:: Data shown
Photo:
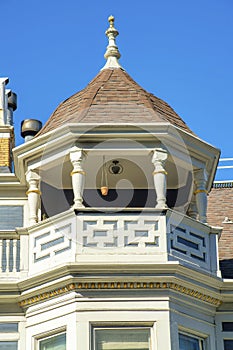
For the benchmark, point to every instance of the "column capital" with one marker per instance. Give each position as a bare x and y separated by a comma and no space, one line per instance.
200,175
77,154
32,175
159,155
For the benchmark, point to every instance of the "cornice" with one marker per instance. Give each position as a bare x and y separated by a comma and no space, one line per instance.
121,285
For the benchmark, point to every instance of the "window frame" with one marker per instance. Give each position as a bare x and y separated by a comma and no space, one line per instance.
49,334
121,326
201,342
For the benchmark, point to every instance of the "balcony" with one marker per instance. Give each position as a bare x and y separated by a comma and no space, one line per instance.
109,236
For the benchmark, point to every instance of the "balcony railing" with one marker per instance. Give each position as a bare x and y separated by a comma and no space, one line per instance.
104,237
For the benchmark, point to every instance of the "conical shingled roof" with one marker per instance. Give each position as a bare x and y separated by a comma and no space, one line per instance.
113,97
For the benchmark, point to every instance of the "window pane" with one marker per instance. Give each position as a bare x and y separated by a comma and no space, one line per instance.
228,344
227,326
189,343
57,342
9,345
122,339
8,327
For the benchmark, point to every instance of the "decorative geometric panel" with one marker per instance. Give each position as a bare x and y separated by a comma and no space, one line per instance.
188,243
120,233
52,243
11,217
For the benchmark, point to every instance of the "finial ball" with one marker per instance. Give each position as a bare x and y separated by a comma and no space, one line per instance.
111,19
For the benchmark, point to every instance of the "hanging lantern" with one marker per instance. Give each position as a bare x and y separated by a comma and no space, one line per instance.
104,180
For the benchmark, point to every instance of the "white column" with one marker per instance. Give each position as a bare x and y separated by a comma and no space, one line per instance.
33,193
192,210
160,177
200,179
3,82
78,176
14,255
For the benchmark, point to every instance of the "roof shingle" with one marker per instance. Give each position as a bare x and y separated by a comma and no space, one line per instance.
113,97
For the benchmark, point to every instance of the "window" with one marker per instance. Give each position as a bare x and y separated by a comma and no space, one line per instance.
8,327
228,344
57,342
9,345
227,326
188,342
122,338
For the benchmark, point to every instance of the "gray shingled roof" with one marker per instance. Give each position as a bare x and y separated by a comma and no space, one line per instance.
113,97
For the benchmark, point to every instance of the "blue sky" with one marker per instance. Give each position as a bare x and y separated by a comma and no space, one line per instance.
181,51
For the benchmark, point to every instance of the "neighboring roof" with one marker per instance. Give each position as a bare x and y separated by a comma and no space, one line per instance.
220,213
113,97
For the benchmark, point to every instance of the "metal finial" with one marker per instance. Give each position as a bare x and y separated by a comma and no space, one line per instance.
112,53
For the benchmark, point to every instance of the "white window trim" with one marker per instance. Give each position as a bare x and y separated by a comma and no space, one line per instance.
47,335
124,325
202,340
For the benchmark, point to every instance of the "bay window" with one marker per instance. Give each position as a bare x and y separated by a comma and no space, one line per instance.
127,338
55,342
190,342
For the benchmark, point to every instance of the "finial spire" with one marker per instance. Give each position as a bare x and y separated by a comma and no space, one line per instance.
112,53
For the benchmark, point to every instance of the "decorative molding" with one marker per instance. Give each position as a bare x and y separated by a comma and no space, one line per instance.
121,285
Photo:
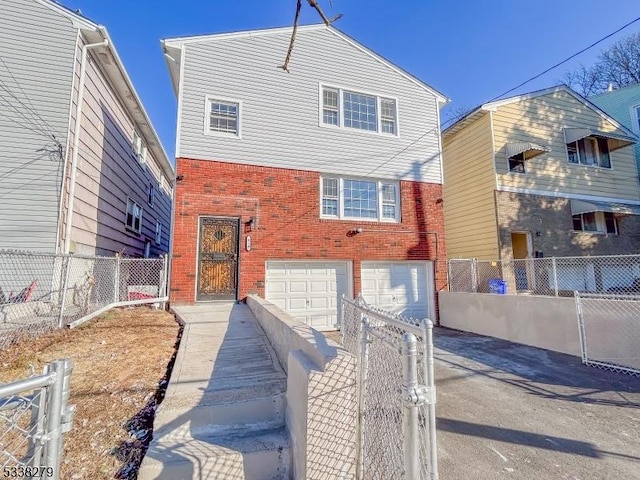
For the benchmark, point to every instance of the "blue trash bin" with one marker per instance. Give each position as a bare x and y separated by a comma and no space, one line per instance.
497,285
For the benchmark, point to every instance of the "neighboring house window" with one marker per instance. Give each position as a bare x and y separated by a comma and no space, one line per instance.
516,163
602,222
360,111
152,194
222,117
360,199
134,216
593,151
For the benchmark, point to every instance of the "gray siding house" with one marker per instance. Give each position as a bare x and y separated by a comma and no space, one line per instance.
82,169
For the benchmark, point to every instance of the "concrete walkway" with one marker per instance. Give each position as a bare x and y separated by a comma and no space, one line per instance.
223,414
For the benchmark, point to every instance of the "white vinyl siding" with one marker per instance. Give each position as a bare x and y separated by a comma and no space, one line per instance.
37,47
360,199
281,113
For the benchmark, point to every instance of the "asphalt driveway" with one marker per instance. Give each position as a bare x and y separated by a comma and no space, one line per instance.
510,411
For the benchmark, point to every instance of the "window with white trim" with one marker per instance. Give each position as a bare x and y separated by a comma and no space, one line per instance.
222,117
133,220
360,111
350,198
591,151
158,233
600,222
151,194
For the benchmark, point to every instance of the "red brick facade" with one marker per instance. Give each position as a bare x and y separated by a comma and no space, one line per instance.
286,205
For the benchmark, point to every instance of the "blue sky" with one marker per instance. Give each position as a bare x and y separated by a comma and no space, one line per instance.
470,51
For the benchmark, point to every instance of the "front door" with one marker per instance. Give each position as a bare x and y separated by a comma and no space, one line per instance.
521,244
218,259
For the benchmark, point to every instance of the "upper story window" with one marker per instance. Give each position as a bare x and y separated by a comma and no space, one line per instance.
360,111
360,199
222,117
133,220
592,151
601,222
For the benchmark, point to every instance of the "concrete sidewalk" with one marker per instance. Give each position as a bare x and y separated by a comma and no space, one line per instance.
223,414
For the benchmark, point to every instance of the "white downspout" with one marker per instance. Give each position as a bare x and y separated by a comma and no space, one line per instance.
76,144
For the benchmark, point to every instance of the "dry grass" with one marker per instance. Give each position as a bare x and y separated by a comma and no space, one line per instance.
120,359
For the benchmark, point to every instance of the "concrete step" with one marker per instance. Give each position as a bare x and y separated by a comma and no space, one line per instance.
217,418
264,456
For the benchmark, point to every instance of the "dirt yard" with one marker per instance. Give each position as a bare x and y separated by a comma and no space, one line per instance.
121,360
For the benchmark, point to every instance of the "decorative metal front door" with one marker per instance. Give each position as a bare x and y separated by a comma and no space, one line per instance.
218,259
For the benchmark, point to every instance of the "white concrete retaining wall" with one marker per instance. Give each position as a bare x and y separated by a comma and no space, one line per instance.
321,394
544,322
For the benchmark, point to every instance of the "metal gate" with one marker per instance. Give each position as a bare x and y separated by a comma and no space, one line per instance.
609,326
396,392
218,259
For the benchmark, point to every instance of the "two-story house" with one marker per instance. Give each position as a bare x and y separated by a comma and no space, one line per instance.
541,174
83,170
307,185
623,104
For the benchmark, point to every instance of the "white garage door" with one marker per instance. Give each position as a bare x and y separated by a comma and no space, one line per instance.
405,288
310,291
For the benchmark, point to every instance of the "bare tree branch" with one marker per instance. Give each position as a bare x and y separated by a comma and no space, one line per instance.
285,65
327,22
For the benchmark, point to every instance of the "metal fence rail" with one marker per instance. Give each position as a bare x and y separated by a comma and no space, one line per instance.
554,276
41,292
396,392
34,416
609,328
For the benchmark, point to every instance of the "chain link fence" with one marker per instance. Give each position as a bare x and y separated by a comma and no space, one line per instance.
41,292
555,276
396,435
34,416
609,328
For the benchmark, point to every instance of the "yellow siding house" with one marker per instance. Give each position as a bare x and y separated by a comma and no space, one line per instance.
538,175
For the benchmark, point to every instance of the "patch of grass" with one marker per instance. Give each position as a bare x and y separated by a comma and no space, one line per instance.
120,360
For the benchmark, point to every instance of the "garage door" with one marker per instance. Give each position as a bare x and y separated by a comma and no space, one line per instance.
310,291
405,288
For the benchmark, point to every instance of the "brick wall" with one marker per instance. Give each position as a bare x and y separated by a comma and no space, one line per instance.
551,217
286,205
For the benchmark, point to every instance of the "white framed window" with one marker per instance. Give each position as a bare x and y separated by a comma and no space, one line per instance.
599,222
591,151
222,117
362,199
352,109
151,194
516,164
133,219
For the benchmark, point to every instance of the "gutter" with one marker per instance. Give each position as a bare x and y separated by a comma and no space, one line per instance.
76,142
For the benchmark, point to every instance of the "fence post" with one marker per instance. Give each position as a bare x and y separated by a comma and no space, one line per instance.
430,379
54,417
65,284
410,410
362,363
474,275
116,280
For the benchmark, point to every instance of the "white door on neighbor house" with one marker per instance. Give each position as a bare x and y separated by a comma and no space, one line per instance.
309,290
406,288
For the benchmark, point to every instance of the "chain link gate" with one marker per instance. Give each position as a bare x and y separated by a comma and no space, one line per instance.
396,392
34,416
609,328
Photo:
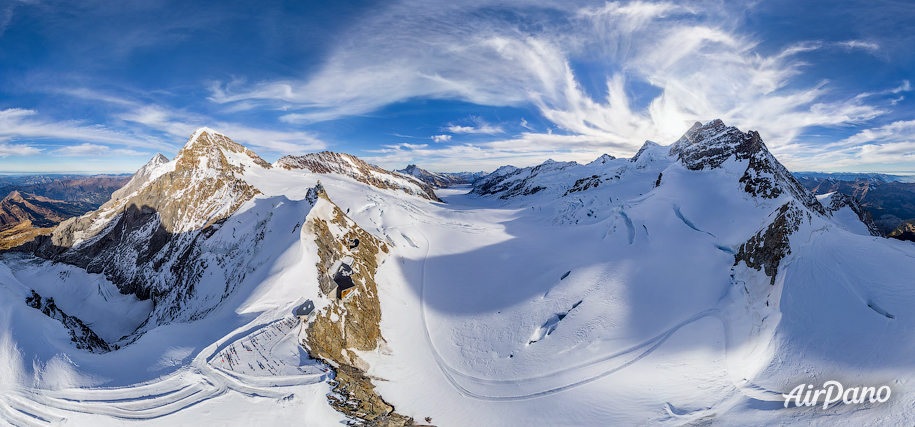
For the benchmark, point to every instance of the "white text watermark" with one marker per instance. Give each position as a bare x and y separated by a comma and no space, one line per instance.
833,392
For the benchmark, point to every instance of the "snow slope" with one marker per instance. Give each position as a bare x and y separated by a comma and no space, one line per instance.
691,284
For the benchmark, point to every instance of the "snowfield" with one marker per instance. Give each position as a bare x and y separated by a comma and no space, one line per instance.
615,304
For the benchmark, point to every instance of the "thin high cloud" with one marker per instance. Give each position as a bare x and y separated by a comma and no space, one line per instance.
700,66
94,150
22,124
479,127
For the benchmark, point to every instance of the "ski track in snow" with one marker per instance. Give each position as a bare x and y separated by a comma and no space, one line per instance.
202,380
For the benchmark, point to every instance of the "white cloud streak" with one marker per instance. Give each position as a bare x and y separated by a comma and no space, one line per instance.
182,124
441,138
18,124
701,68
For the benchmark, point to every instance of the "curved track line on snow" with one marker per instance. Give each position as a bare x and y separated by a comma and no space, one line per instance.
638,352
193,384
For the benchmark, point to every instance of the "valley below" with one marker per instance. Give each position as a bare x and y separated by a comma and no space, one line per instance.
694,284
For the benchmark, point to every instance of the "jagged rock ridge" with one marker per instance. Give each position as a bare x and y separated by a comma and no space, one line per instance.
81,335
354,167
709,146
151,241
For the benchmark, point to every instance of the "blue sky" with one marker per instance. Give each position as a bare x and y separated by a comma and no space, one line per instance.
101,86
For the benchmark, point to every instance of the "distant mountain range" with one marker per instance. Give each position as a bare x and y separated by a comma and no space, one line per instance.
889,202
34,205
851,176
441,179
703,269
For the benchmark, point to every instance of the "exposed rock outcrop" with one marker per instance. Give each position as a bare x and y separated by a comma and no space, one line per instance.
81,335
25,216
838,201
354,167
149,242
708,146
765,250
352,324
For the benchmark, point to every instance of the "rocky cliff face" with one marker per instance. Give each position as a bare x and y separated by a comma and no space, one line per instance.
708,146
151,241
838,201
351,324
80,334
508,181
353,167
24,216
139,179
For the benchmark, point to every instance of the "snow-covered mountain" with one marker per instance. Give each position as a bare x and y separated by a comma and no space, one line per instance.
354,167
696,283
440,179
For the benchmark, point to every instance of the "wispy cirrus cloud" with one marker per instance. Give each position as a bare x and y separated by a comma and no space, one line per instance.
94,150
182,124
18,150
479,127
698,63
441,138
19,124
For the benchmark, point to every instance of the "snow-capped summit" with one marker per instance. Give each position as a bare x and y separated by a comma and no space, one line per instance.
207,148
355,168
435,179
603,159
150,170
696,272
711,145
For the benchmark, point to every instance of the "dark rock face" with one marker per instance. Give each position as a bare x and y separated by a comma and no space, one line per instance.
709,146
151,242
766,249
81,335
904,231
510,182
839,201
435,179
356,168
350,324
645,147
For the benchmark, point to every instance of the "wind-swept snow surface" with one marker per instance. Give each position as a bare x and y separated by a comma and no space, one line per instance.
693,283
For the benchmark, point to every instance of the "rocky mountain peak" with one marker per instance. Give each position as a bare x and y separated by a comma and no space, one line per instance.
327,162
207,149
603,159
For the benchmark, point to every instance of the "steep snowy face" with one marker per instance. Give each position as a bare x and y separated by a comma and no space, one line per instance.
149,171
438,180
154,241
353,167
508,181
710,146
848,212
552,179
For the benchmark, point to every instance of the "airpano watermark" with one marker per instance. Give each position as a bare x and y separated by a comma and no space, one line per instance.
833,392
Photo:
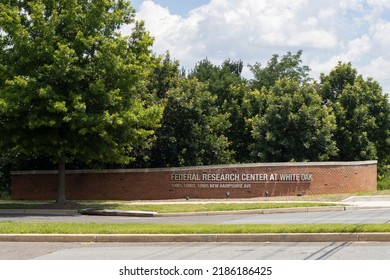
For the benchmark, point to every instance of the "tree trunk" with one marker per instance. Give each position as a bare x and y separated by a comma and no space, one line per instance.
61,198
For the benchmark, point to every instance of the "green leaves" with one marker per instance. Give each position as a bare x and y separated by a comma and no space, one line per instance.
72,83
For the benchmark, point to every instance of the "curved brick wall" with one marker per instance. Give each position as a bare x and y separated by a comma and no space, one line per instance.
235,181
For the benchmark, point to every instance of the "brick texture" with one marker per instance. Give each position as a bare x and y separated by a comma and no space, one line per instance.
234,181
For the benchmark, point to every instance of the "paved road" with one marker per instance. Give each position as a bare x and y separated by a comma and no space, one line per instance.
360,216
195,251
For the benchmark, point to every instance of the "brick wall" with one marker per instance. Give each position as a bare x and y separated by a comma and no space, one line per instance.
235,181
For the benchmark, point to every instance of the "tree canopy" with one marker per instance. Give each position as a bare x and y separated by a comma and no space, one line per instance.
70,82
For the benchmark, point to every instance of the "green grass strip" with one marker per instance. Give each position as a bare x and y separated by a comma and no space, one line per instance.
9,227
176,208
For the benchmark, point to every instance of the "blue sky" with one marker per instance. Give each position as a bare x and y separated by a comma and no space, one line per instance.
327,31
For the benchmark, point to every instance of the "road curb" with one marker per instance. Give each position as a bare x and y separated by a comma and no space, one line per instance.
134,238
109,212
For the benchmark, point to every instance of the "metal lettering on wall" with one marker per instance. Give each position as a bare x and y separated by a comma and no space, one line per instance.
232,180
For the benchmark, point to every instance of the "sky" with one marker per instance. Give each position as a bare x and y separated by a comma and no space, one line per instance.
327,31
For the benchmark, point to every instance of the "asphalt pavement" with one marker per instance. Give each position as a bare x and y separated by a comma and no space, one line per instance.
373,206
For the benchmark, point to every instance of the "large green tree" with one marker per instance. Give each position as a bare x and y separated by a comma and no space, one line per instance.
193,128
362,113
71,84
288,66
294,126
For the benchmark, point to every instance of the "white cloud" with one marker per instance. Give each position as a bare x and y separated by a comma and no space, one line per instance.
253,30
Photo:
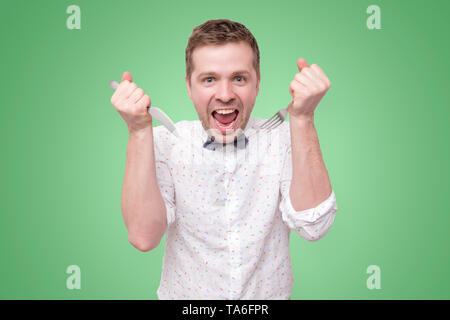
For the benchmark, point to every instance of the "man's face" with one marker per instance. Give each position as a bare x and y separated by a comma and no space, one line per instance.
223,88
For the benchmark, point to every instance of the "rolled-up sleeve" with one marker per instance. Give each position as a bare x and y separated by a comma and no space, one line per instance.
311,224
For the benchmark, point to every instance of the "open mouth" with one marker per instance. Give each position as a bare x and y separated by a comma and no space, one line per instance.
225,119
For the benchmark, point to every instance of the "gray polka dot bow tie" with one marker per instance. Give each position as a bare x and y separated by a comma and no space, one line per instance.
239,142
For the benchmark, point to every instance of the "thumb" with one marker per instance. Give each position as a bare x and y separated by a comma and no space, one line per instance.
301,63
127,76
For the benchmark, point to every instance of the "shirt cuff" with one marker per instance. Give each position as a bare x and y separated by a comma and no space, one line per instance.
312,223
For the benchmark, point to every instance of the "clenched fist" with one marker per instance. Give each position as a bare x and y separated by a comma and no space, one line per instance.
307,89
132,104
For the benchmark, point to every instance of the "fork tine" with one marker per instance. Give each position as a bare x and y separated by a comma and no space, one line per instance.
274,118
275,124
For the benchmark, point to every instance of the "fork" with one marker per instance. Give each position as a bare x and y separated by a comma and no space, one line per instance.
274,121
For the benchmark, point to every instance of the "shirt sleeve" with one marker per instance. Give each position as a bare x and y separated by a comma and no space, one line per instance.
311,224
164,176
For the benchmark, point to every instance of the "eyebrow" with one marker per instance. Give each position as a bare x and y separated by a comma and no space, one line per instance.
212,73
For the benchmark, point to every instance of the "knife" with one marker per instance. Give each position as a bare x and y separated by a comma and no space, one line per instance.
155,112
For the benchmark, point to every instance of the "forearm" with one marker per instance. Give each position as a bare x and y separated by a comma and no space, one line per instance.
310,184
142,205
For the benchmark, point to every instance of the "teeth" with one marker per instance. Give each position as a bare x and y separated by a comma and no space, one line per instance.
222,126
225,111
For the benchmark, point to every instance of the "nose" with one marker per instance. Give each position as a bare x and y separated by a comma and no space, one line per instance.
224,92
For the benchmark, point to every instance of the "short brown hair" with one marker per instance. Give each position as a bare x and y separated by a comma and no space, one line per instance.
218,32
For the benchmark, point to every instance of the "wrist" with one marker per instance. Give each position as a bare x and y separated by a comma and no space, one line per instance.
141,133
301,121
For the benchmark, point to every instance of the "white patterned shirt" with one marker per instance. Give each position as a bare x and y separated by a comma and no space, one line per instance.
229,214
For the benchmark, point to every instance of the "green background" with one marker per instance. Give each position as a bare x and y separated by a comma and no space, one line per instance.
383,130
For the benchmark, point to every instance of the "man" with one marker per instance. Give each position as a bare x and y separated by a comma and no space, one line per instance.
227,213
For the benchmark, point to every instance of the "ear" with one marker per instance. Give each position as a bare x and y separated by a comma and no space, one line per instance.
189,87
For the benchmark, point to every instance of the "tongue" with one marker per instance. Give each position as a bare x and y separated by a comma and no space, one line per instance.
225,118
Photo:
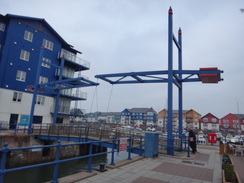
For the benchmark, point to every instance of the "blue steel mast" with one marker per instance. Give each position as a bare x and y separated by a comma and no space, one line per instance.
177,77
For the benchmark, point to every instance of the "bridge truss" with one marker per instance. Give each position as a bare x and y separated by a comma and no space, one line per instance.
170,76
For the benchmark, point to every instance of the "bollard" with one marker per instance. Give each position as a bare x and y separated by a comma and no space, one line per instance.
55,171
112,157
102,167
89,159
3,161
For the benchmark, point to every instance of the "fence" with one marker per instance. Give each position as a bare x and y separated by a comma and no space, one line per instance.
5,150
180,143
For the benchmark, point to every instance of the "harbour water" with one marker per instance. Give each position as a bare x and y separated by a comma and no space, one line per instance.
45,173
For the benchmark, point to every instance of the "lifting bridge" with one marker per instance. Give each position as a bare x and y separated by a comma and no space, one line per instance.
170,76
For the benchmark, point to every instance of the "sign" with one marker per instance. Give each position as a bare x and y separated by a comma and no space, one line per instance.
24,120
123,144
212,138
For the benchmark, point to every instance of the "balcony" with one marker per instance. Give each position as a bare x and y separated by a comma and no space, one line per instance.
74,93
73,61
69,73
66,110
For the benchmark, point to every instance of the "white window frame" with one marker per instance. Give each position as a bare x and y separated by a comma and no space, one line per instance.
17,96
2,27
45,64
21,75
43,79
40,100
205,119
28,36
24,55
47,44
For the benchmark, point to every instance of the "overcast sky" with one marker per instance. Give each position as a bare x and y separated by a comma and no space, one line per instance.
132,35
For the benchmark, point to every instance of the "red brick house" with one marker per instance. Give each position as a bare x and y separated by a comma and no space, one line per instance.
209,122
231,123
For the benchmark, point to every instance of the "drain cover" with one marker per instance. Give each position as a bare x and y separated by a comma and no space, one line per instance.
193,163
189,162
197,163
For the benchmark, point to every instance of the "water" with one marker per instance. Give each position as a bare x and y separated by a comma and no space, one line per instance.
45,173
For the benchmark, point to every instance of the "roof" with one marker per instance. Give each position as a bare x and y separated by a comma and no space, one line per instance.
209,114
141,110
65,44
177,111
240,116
::::
> _Job_: How many of the lines above contain the string “curved”? Reply with the number only.

> _Exercise output_: 2